* **TEXTO PROPORCIONADO**:
....

Al salir de Vitoria se encuentra a la derecha el río Arriaza, que atravesamos sobre un puente de piedra. Pasamos luego La Puebla y Armiñón, para llegar a Miranda, villa situada cinco leguas de Vitoria y partida en dos por el Ebro . Este río, en el antiguo límite meridional de las conquistas de Cario magno, como lo fue de las nuestras en 1795, es uno de esos temas que la magia histórica monumentaliza desmesuradamente y que luego se nos ofrecen inferiores a su reputación. Claro que en Miranda se ha distanciado aún mucho de su cuna, pero lo cierto es que el Ebro, que atraviesa de noroeste a sudeste la mayor parte de España, no ha sido hasta el presente navegable. Lo cruzamos en Miranda sobre un puente bastante hermoso. Poco después se divisan las altas rocas de Pancorbo, cuya pintoresca agrupación ha hecho tomar el lápiz a más de un viajero. Después de pasar varios pueblos, recorremos las vastas llanuras que nos separan de Briviesca, villa no muy grande, amurallada, con cuatro puertas simétricamente dispuestas.

En 1777 y en 1785 encontré a Briviesca triste, sin verdor alguno, digna, en una palabra, de la árida Castilla. En 1792 me pareció que había ganado algunos huertos y jardines, y no es éste el único cambio ventajoso que advertí en mi segundo viaje. De Briviesca a Burgos hay seis leguas a través de una de las comarcas más áridas y desoladas de Europa; se pasa
por dos de los pueblos más abandonados de España: Monasterio y Quintana, cerca del cual se atraviesa un puente de piedra bastante hermoso.

....

* **DATOS REGISTRADOS**:
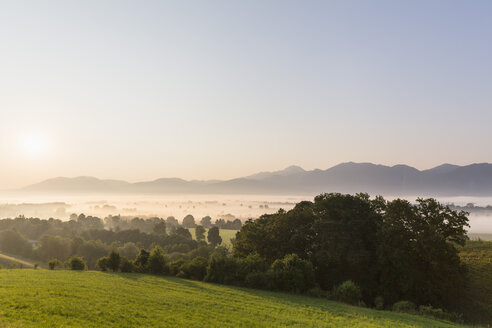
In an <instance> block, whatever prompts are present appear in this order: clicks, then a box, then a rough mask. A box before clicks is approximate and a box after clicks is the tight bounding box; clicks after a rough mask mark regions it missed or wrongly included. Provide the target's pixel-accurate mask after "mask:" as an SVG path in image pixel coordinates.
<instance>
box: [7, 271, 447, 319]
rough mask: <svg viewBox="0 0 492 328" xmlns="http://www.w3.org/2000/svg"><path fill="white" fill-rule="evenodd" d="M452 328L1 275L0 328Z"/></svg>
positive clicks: (85, 282) (253, 296)
mask: <svg viewBox="0 0 492 328" xmlns="http://www.w3.org/2000/svg"><path fill="white" fill-rule="evenodd" d="M68 326H70V327H355V326H357V327H455V326H456V325H454V324H451V323H448V322H444V321H438V320H432V319H429V318H425V317H419V316H413V315H407V314H399V313H392V312H388V311H376V310H371V309H366V308H360V307H353V306H349V305H345V304H342V303H336V302H331V301H327V300H325V299H318V298H311V297H305V296H299V295H291V294H283V293H275V292H266V291H259V290H252V289H245V288H235V287H230V286H221V285H215V284H209V283H203V282H197V281H190V280H184V279H179V278H171V277H157V276H152V275H143V274H121V273H120V274H114V273H103V272H94V271H85V272H75V271H65V270H59V271H48V270H16V269H14V270H7V269H3V270H0V327H68Z"/></svg>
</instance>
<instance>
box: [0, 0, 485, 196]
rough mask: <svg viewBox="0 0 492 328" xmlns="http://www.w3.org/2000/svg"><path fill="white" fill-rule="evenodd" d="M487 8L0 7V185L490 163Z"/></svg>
mask: <svg viewBox="0 0 492 328" xmlns="http://www.w3.org/2000/svg"><path fill="white" fill-rule="evenodd" d="M491 17H492V2H491V1H428V0H426V1H342V0H340V1H284V0H282V1H230V0H224V1H172V2H171V1H99V0H98V1H2V2H1V3H0V42H1V46H0V47H1V48H0V49H1V51H0V181H1V182H0V188H10V187H16V186H21V185H24V184H27V183H31V182H36V181H38V180H42V179H45V178H49V177H52V176H78V175H93V176H97V177H101V178H118V179H126V180H130V181H136V180H144V179H153V178H158V177H170V176H179V177H183V178H189V179H192V178H196V179H209V178H221V179H222V178H231V177H236V176H240V175H246V174H250V173H254V172H256V171H261V170H275V169H281V168H283V167H285V166H288V165H291V164H298V165H301V166H303V167H304V168H306V169H313V168H323V169H324V168H328V167H330V166H332V165H335V164H337V163H339V162H344V161H369V162H375V163H382V164H388V165H393V164H398V163H406V164H409V165H413V166H416V167H417V168H428V167H432V166H435V165H438V164H440V163H443V162H451V163H456V164H468V163H472V162H491V161H492V147H491V146H490V143H491V140H492V138H491V137H492V127H491V122H492V59H491V58H492V19H491Z"/></svg>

....

* **PROBLEMA 1**:
Copia literalmente el pasaje del texto sobre el viaje de Vitoria a Burgos que va desde "En 1777 y en" hasta "piedra bastante hermoso.".
* **PROBLEMA 2**:
Según el texto sobre el viaje de Vitoria a Burgos, ¿cuántas leguas separan Briviesca de Burgos?
* **PROBLEMA 3**:
Prosigue el relato del viaje de Vitoria a Burgos a partir del punto en que se interrumpe.

* **RESPUESTA 1**:
En 1777 y en 1785 encontré a Briviesca triste, sin verdor alguno, digna, en una palabra, de la árida Castilla. En 1792 me pareció que había ganado algunos huertos y jardines, y no es éste el único cambio ventajoso que advertí en mi segundo viaje. De Briviesca a Burgos hay seis leguas a través de una de las comarcas más áridas y desoladas de Europa; se pasa
por dos de los pueblos más abandonados de España: Monasterio y Quintana, cerca del cual se atraviesa un puente de piedra bastante hermoso.

* **RESPUESTA 2**:
Seis leguas.

* **RESPUESTA 3**:
Al salir de Burgos volvemos a encontrar el Arlanzón, y sin perderlo casi de vista llegamos a Villodrigo, aldea miserable, pero graciosamente situada en su orilla derecha, en el fondo de amplia llanura en que verdean algunos viñedos raquíticos. Se encuentra a continuación el Pisuerga, otro río humilde que fluye de norte a sur y cuyas aguas debían servir para el Canal de Castilla que se proyectó e inició durante el reinado de Fernando VI y fue casi abandonado luego, con gran perjuicio para Castilla la Vieja, a la que hubiera proporcionado manera de dar salida a sus productos, y aun de multiplicarlos. Este canal debía comenzar en Segovia, seguir el curso del Eresma, que da sus aguas al Duero, y subir luego hasta Reinosa, recibiendo las aguas de los arroyos que hallara en su avance. De Reinosa al puerto de Santander no hay más que unas veinte leguas que se pueden recorrer sobre un camino espléndido, construido con el propósito de facilitar la proyectada salida al mar de los productos castellanos, pero que ya estará hecho una ruina cuando se terminen las obras del canal. En 1792, la magnífica carretera que yo seguía desde Irún acababa en el pueblo de Estépar; desde entonces ha ido hasta más allá de Valladolid varias leguas.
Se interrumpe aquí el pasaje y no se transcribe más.